### YOUR INSTRUCTIONS
Below are the records; give again exactly the line with "Target: man lying on stretcher", the line with "[locate] blurred background", and each line that lies between them, and nothing besides.

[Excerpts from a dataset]
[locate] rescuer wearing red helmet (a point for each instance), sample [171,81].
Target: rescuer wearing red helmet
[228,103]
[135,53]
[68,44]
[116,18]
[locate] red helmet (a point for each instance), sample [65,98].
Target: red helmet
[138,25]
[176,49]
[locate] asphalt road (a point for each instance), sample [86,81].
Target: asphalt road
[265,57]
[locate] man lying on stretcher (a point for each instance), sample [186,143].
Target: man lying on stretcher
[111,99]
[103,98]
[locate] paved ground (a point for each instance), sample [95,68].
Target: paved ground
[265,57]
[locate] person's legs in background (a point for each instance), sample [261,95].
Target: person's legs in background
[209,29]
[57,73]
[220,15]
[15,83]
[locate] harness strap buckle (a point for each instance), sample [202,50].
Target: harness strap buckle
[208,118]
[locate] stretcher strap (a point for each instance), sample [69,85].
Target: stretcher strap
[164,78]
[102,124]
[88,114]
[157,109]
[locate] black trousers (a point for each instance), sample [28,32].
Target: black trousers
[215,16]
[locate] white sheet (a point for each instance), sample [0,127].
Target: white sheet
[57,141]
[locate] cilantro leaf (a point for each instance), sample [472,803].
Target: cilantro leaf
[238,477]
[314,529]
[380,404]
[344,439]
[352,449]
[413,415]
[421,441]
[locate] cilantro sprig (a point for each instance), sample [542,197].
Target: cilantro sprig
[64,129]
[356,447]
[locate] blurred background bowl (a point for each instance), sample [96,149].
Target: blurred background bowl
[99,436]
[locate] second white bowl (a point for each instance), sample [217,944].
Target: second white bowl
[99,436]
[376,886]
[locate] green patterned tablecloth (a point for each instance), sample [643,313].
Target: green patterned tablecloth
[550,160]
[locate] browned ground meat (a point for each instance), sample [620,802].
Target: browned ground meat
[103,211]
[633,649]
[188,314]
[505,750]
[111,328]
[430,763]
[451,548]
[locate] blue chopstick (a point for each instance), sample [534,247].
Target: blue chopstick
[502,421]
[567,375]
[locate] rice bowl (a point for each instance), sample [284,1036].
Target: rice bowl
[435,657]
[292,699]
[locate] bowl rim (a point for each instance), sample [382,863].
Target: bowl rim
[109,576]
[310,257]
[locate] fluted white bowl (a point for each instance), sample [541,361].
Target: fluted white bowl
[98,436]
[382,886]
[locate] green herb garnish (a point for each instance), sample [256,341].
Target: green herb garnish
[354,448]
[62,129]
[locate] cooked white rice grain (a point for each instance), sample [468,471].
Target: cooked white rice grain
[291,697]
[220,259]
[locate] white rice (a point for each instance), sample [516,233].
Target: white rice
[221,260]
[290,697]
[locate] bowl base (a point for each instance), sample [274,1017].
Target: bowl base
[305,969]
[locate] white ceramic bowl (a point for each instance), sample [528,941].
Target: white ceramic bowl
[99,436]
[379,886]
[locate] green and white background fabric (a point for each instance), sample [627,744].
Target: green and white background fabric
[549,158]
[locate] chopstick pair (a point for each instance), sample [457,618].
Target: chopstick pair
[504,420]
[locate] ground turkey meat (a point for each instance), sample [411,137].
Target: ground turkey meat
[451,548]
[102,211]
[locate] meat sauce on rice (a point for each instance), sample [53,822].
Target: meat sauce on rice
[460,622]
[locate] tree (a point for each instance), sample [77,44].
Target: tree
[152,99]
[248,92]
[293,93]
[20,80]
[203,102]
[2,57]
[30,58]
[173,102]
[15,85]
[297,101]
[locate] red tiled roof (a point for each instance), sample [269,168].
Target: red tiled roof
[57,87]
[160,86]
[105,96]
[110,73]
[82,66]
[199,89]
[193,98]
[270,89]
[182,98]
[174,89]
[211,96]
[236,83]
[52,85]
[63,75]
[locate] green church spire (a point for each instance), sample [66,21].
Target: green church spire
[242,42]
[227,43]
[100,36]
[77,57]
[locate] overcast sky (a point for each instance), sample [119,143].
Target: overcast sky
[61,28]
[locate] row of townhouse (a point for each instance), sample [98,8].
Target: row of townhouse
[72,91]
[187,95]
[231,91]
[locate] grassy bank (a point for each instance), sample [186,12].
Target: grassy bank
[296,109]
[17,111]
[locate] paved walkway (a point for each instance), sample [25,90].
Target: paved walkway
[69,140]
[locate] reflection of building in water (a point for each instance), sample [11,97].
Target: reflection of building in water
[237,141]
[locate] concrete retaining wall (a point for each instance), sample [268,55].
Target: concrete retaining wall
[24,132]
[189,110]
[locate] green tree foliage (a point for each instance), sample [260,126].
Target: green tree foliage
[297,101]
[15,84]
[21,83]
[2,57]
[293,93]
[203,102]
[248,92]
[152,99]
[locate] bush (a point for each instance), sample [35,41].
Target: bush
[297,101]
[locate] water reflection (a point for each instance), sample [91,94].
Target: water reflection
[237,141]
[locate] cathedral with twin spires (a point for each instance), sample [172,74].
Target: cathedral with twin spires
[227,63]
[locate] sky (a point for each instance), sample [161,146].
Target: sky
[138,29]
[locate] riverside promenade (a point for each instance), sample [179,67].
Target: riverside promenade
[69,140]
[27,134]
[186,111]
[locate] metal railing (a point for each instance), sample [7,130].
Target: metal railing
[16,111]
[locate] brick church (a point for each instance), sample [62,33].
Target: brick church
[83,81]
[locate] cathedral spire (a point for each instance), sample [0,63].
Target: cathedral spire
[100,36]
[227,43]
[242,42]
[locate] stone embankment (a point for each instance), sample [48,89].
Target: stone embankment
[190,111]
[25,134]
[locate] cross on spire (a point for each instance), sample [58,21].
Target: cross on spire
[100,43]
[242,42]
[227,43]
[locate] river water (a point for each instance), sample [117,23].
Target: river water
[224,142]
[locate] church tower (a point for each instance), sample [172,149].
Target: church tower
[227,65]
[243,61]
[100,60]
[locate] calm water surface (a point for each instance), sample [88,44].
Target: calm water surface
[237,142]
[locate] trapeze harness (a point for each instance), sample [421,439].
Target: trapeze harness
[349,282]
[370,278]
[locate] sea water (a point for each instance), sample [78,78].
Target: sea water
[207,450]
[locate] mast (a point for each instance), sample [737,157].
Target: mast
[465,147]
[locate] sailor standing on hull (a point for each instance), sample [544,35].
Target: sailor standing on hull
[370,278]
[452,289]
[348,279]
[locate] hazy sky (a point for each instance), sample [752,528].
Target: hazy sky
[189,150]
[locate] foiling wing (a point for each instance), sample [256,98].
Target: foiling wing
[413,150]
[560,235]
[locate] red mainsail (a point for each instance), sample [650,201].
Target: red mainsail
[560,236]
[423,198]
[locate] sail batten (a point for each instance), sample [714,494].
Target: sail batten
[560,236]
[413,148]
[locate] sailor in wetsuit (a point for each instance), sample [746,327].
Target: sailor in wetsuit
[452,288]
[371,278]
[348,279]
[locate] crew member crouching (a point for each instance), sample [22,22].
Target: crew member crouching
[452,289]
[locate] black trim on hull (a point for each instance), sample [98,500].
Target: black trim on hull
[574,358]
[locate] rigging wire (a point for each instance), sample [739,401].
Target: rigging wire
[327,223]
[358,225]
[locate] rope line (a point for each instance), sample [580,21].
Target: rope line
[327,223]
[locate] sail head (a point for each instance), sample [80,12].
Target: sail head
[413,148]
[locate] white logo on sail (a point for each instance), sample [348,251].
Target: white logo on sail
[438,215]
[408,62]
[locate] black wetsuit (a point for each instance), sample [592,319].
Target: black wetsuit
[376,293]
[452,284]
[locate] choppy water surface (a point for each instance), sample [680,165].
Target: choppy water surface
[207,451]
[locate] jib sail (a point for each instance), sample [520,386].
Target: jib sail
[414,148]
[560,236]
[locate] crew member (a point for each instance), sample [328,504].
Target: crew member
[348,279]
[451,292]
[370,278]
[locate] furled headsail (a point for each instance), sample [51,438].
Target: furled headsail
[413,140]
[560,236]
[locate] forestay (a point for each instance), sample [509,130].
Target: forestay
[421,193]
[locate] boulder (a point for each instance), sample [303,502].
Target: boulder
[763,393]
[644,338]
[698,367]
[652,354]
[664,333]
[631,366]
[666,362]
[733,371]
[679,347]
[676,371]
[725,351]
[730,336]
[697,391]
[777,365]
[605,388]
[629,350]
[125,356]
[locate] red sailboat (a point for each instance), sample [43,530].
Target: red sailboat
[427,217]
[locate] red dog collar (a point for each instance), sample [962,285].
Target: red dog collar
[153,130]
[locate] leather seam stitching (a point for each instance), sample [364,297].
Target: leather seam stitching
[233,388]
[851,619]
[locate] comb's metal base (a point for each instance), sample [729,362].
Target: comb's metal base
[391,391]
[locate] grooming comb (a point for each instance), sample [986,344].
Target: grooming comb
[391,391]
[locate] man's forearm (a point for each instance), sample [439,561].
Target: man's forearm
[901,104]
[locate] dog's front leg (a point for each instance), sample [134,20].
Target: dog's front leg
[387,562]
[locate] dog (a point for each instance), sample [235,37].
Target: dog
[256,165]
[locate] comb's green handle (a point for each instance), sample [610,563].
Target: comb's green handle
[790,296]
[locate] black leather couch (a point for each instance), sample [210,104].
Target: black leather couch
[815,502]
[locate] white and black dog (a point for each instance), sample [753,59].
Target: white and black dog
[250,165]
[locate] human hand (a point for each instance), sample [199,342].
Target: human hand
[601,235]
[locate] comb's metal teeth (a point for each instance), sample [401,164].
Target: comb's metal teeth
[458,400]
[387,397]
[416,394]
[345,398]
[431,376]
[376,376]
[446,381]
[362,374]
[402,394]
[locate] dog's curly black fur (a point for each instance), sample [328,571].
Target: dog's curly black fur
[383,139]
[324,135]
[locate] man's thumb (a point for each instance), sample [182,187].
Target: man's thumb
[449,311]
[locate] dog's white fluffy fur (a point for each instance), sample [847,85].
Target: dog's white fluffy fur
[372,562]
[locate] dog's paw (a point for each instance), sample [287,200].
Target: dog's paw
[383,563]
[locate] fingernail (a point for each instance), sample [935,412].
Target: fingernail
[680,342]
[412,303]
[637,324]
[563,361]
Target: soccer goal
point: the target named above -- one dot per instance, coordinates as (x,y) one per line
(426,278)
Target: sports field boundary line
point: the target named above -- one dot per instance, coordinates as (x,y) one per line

### SOLUTION TO THE EXERCISE
Target: man lying on stretcher
[111,99]
[103,98]
[locate] paved ground (a point for each instance), sample [95,68].
Target: paved ground
[265,57]
[locate] person's legs in background (a point for each instance), sample [261,95].
Target: person's legs in background
[209,29]
[57,73]
[220,15]
[15,83]
[locate] harness strap buckle (a point for each instance), sample [202,50].
Target: harness strap buckle
[208,118]
[locate] stretcher strap (a point for each instance), sample [69,85].
Target: stretcher strap
[164,78]
[102,124]
[88,114]
[157,109]
[locate] black trousers (a point for each instance), sample [28,32].
Target: black trousers
[215,16]
[locate] white sheet (a point for each instance), sample [0,127].
Target: white sheet
[57,141]
[locate] cilantro leaf (a point for each instance), sample [472,803].
Target: cilantro leaf
[238,477]
[314,529]
[380,404]
[344,439]
[352,449]
[413,415]
[421,441]
[locate] cilantro sprig (a point for each instance), sample [542,197].
Target: cilantro sprig
[64,129]
[356,447]
[locate] blurred background bowl (a point for each instance), sample [96,149].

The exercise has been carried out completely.